• **SELECTED EXTRACT**
If you’ve ever had the experience of dealing with the mental health “system” we have here in the U.S., either for yourself or for someone you love, then you need to read No One Cares About Crazy People: The Chaos and Heartbreak of Mental Health in America, by Ron Powers. As a matter of fact, if you are at all interested in how we deal, or don’t deal, with people suffering from schizophrenia, you should definitely read this book, heartbreaking and infuriating in equal measure.
Powers, a Pulitzer Prize winning author of nonfiction, has a personal interest in the subject matter: he had two sons, both of whom were diagnosed with schizophrenia in their early 20’s. One son committed suicide, the other came close to suicide but managed to survive the worst of the disease. Half of the book tells the excruciating story of a parent’s nightmare: watching your beloved child suffer from a disease that medicine doesn’t understand and is nowhere close to curing. You know from the outset that Kevin is going to kill himself (Powers tells us this in the introduction), so throughout the story of the young man’s brilliance and talents you are, in some sense, bracing yourself for the horrible end of the story. Even so, when it comes, it’s heartbreaking.

• **Data entries**

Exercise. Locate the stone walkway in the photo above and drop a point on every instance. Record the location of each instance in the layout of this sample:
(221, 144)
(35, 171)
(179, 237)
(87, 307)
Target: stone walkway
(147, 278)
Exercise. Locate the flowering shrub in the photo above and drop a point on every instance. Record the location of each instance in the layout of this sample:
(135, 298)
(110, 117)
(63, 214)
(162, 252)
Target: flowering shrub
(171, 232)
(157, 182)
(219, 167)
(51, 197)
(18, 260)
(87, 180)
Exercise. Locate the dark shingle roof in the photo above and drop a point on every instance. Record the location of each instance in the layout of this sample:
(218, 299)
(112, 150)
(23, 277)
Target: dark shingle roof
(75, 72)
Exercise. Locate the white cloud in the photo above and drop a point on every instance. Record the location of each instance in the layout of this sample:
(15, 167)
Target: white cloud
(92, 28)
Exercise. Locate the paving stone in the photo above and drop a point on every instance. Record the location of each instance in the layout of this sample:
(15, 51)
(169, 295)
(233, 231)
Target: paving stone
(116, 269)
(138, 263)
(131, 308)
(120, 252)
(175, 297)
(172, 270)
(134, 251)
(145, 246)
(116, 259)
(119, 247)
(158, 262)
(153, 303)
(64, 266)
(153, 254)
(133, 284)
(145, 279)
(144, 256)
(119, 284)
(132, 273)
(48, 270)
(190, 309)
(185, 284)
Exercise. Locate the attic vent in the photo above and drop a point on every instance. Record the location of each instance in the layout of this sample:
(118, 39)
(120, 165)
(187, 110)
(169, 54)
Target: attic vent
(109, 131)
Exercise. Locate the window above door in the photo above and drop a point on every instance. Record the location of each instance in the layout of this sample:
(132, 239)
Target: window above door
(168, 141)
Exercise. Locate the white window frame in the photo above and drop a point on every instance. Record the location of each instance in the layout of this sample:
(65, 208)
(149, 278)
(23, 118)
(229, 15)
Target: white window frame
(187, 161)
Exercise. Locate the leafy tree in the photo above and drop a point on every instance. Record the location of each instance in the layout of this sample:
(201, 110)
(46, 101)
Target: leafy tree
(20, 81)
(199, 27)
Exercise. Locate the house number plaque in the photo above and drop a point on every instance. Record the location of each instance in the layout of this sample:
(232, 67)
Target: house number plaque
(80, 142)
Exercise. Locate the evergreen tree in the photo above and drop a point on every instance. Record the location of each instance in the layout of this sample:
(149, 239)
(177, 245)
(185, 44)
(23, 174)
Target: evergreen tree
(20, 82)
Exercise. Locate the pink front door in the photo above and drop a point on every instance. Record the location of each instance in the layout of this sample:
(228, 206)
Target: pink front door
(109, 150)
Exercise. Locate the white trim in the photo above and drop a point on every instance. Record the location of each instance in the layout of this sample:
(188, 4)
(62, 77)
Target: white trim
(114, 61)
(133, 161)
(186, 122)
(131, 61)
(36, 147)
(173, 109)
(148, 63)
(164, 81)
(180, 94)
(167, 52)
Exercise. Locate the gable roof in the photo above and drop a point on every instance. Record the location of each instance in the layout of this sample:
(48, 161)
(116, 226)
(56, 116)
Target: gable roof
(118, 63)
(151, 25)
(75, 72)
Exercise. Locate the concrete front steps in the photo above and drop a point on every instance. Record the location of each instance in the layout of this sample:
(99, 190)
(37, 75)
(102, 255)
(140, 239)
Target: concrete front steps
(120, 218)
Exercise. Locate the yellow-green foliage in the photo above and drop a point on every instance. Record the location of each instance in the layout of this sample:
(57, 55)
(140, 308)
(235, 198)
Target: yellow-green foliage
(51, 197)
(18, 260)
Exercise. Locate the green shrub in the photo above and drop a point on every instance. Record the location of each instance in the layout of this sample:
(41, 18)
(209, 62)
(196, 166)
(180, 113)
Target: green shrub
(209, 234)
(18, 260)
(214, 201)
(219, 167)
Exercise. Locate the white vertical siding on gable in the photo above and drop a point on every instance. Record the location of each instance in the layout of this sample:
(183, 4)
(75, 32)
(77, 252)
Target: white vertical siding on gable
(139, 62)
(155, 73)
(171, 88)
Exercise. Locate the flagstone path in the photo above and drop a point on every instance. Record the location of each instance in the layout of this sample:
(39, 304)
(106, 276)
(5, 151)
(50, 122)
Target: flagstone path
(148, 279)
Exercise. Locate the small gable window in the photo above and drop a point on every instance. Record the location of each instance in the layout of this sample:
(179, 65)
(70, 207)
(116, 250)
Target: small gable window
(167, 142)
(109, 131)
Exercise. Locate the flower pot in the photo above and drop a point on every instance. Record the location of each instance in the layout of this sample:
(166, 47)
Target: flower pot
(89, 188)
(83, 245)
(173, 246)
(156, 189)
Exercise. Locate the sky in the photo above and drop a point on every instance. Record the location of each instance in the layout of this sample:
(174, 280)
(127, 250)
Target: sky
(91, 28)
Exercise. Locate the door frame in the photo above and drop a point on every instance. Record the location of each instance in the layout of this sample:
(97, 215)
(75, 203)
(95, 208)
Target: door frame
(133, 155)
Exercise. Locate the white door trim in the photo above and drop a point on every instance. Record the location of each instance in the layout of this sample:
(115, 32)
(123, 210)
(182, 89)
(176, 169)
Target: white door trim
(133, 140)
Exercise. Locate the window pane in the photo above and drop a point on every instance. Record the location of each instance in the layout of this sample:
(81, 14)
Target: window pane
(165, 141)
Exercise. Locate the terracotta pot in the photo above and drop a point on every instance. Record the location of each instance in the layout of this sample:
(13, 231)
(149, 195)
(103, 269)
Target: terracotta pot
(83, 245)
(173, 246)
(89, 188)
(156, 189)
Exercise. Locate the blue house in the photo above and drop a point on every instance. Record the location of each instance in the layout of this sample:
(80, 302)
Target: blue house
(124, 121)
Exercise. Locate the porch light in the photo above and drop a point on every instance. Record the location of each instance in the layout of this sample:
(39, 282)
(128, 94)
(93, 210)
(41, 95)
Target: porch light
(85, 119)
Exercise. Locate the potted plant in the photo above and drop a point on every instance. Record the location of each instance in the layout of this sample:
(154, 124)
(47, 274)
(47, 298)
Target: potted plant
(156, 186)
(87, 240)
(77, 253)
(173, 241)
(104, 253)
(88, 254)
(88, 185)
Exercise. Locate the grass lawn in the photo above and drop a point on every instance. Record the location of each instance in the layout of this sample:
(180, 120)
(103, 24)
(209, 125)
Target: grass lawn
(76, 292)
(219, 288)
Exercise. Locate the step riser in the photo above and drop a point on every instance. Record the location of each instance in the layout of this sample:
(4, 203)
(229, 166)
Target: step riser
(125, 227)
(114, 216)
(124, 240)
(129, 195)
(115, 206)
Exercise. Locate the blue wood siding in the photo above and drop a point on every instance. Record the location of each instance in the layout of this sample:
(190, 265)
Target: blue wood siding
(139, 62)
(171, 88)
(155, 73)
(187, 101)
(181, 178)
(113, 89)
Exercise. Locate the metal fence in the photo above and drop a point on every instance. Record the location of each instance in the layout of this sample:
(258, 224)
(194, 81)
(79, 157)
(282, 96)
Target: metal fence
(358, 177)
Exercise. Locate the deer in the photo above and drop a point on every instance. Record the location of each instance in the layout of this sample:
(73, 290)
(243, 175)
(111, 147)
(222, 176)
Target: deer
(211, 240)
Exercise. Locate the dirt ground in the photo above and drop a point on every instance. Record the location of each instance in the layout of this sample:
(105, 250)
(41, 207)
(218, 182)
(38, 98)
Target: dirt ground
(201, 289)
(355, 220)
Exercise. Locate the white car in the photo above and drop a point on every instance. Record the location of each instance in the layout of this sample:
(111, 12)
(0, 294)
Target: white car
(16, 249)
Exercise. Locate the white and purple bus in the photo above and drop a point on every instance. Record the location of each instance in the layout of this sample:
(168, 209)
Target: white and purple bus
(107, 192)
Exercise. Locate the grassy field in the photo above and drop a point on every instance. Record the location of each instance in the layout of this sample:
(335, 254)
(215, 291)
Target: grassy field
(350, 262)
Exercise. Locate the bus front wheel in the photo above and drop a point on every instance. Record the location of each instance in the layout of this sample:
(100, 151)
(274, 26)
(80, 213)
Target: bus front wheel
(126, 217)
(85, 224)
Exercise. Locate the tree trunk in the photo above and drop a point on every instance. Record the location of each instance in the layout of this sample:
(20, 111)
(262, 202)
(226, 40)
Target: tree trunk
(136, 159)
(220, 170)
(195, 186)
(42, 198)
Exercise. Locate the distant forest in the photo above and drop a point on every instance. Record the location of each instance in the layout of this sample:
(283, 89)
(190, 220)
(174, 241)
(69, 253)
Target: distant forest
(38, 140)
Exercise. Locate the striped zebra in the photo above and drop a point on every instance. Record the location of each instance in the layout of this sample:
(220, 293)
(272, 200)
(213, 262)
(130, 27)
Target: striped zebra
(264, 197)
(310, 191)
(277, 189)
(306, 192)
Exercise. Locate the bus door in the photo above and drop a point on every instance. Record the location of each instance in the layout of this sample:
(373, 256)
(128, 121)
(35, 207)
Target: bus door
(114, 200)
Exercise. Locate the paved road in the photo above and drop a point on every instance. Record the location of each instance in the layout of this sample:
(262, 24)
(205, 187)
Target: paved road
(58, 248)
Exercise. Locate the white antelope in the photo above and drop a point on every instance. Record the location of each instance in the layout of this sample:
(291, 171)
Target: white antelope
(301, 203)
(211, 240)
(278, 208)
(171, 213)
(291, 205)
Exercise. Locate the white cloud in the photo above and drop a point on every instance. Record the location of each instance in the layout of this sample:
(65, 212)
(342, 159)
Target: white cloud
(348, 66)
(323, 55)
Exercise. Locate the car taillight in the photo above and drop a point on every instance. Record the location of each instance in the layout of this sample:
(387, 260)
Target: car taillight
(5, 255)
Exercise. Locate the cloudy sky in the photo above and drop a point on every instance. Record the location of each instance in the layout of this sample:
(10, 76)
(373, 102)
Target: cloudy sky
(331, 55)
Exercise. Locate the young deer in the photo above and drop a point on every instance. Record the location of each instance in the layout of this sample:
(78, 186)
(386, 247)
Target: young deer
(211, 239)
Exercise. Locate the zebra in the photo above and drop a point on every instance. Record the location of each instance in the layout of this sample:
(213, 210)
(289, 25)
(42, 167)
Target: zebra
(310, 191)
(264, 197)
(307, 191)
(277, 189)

• **PROBLEMS TO WORK ON**
[1] Retype the part of the book review that begins at the words "Powers, a Pulitzer" and stops after the words "comes, it’s heartbreaking.".
[2] Continue the book review from the point where it stops.

• **EXPECTED RESPONSES**
[1]
Powers, a Pulitzer Prize winning author of nonfiction, has a personal interest in the subject matter: he had two sons, both of whom were diagnosed with schizophrenia in their early 20’s. One son committed suicide, the other came close to suicide but managed to survive the worst of the disease. Half of the book tells the excruciating story of a parent’s nightmare: watching your beloved child suffer from a disease that medicine doesn’t understand and is nowhere close to curing. You know from the outset that Kevin is going to kill himself (Powers tells us this in the introduction), so throughout the story of the young man’s brilliance and talents you are, in some sense, bracing yourself for the horrible end of the story. Even so, when it comes, it’s heartbreaking.

[2]
But this isn’t just a memoir of the loss and near loss of two young men to mental illness. It’s also an exceptionally well-written story of what we know, and don’t know, about schizophrenia and mental illness in general, and a history of how our society, and its predecessors (all the way through recorded history), has dealt with people suffering from schizophrenia, diagnosed or not. It’s not a pretty story at all, from the inhumanity of places like Bedlam in England (where not only were mentally ill people — and people who probably weren’t mentally ill but were behaving in a way that diverged from social expectations — treated worse than animals, chained to walls, beaten and subjected to all kinds of ugly treatments, but they were also used as entertainment for rich people who would pay to come and jeer at the crazy people) through the American system that Dorothea Dix fought against on grounds of humanity, through the deinstitutionalization of mentally ill (thanks, former President Reagan, a leader in the California movement) and the promise and abuse of pharmacological means of treating schizophrenia. He does leave us with a little hope, but the hope depends not just on a change in science (some of which is already underway), but on a change in social attitudes, which seems less likely.
The book is appalling and enthralling in equal measures. It’s not a fun book to read, but it’s incredibly well-written and the subject matter is extremely timely and important. If you or anyone you love has been caught in the toils of our unnecessarily complicated and difficult mental health system, this is a book you want to read.